◆ Stated exercise
Carry on with the text about Yucaipa's challenge to the Barnes & Noble rights plan, beginning right after its last sentence.

◆ Selected excerpt
+-------+

Yucaipa sharply criticized the board's adoption of the rights plan, increased its total ownership to more than 18 percent of the outstanding shares, and asked the Barnes & Noble board to amend the rights plan to permit Yucaipa to buy up to a 37 percent stake in Barnes & Noble to enable it to match the stake held by Barnes & Noble insiders. The full board—including Riggio—considered the request and refused it. (Notably, around the same time, Aletheia, another fund that was known to follow Burkle's lead in other investments, had increased its stake in Barnes & Noble shares from 6 percent to 17 percent.)

Thereafter, Yucaipa sued, claiming that the board's adoption of the rights plan, and its failure to amend it per Yucaipa's request, breached the directors' fiduciary duties. The Delaware Chancery Court, applying the Unocal standard, disagreed and dismissed the lawsuit, noting that the rights plan also constrained Riggio by precluding him from defending against the threat posed by Yucaipa by acquiring more shares to secure voting control. This is an interesting take, as the rights plan clearly helped Barnes & Noble successfully defend against Yucaipa's proxy contest—it prevented Yucaipa from increasing its ownership and prohibited Yucaipa from launching a joint proxy contest with other holders, but it did not limit in any way Riggio's ability to vote his significant stake for the board's nominees. The case is now on appeal.

+-------+

◆ Record excerpts
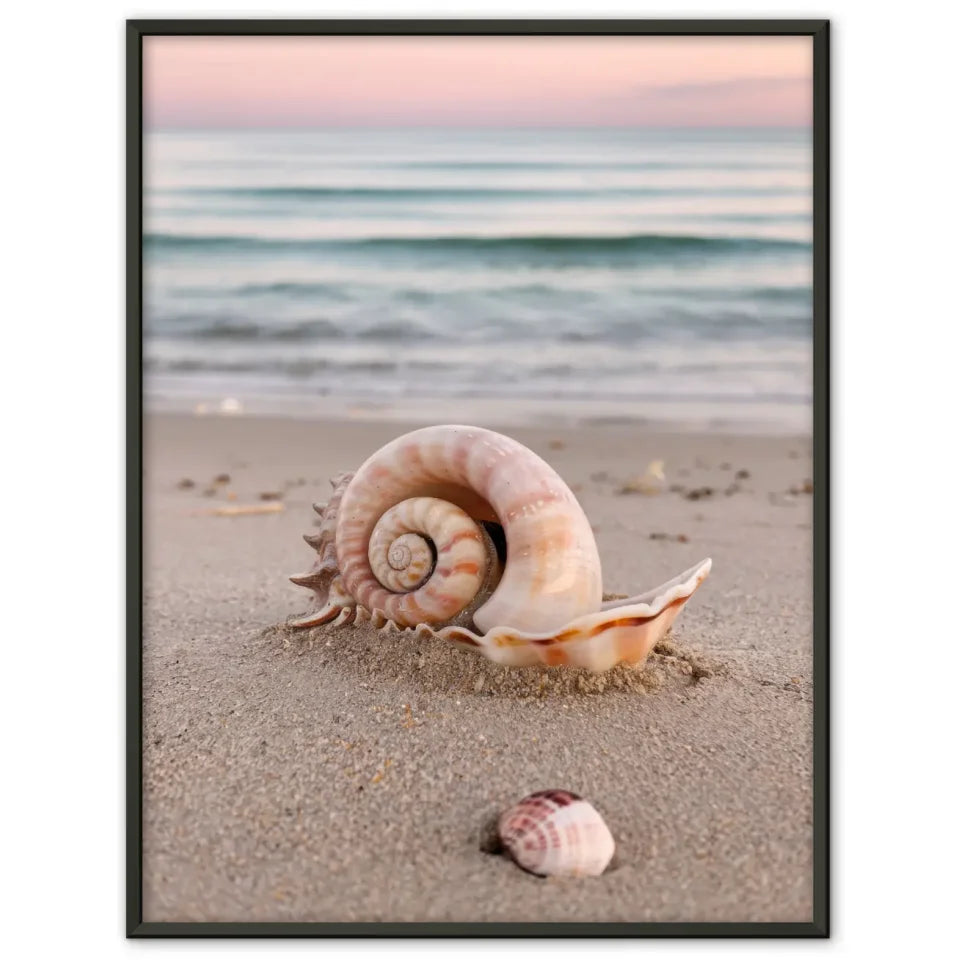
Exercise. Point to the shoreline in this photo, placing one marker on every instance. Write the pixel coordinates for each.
(729, 418)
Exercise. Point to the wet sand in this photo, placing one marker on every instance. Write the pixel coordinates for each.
(344, 775)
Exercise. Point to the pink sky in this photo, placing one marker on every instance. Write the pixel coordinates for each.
(476, 81)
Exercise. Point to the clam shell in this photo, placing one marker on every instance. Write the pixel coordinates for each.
(555, 833)
(463, 534)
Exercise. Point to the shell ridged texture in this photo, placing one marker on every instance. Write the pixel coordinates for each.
(402, 559)
(557, 833)
(552, 572)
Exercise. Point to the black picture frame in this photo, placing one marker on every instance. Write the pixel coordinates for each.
(819, 31)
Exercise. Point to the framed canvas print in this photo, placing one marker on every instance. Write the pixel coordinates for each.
(478, 478)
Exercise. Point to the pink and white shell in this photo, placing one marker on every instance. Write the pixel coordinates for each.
(555, 833)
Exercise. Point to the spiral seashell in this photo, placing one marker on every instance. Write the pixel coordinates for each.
(466, 535)
(553, 573)
(555, 833)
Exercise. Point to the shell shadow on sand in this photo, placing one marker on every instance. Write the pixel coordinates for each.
(434, 666)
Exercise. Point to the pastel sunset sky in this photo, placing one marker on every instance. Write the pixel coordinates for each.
(202, 82)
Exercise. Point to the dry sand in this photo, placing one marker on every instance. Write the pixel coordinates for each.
(342, 775)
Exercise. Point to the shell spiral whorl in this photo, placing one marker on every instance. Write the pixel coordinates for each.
(431, 557)
(439, 481)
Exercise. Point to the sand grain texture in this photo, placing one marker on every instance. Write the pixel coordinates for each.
(344, 775)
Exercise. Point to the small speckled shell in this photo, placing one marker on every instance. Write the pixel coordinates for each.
(555, 833)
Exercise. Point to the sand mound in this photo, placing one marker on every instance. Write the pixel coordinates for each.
(436, 666)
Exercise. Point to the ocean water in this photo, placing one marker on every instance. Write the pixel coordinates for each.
(642, 272)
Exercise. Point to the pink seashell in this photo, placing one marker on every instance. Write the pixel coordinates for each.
(464, 534)
(555, 833)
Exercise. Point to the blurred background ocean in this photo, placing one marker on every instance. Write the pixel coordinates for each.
(636, 273)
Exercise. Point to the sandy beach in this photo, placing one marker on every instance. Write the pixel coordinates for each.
(343, 775)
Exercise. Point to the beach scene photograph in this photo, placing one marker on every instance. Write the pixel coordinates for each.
(478, 479)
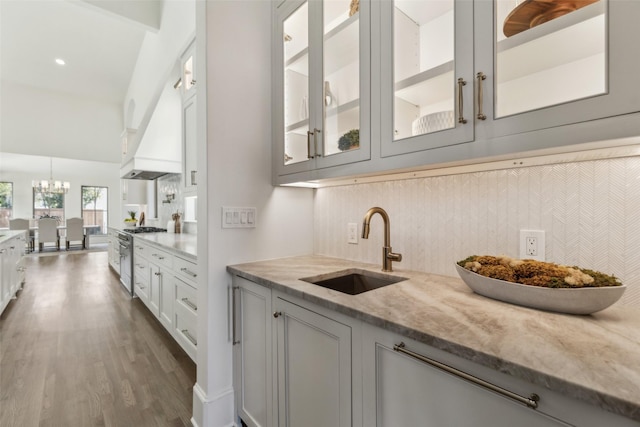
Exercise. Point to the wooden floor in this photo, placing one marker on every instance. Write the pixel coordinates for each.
(75, 350)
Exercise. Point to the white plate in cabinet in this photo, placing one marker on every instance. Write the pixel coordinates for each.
(186, 296)
(185, 331)
(187, 270)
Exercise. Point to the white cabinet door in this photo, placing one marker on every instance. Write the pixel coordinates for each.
(253, 361)
(427, 75)
(314, 368)
(322, 80)
(571, 69)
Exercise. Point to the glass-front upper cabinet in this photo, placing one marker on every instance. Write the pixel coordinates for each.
(322, 69)
(547, 64)
(427, 80)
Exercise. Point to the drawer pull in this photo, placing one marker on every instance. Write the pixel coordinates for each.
(189, 272)
(186, 333)
(190, 304)
(531, 401)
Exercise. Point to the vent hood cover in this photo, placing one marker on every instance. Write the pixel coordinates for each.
(149, 169)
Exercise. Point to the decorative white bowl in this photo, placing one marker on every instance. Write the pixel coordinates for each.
(432, 122)
(562, 300)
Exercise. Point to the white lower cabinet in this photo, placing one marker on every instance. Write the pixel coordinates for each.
(11, 268)
(294, 365)
(297, 364)
(406, 389)
(167, 284)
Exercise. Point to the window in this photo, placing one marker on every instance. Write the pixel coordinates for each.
(6, 203)
(94, 209)
(47, 204)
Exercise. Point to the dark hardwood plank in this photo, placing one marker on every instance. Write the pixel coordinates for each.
(75, 350)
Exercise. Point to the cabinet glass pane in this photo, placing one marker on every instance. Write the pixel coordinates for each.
(548, 53)
(341, 71)
(296, 85)
(423, 59)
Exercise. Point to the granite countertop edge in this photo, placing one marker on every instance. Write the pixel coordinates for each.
(604, 399)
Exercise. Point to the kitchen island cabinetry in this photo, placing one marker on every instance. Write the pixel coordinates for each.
(165, 280)
(296, 362)
(521, 350)
(12, 244)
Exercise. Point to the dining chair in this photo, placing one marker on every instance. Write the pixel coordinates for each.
(23, 224)
(48, 232)
(75, 232)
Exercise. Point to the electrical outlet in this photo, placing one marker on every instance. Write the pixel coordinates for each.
(352, 233)
(532, 244)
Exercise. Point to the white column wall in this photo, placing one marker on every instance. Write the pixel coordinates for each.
(237, 98)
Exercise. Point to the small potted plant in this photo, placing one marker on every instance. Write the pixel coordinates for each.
(132, 220)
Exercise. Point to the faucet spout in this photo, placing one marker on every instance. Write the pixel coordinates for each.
(387, 254)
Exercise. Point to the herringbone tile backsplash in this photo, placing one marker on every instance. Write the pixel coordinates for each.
(590, 212)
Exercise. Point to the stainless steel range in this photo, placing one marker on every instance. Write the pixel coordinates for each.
(125, 239)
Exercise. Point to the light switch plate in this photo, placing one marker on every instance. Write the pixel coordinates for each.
(239, 217)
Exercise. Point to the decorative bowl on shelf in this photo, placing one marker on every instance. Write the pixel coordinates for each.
(432, 122)
(585, 300)
(531, 13)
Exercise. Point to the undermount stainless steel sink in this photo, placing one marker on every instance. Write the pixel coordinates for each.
(353, 281)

+-------+

◆ In response
While Yucaipa can be seen as yet another installment of Delaware case law permitting rights plans, the court's decision, authored by Vice Chancellor Strine, raises several interesting points about the use of poison pills to block a proxy contest, the influence of ISS and other proxy advisory firms, and the need for a deliberate and thoughtful board process when dealing with interested directors.

Use of a Rights Plan in the Context of a Proxy Contest

Yucaipa is not the first time that the Delaware courts have examined the impact of rights plans on proxy contest activity; that issue was central to the court's 1985 decision Moran v. Household Int'l Inc. In Moran, the court acknowledged that Household's rights plan would be triggered if a group that owned 20 percent or more of its stock was formed for the purpose of conducting a proxy contest. In validating the Household plan, the court found that a holder of less than 20 percent of the outstanding shares could solicit and receive revocable proxies without triggering the plan, and that the evidence indicated that a single holder or group of holders with less than the 20 percent limit could wage a winnable proxy contest.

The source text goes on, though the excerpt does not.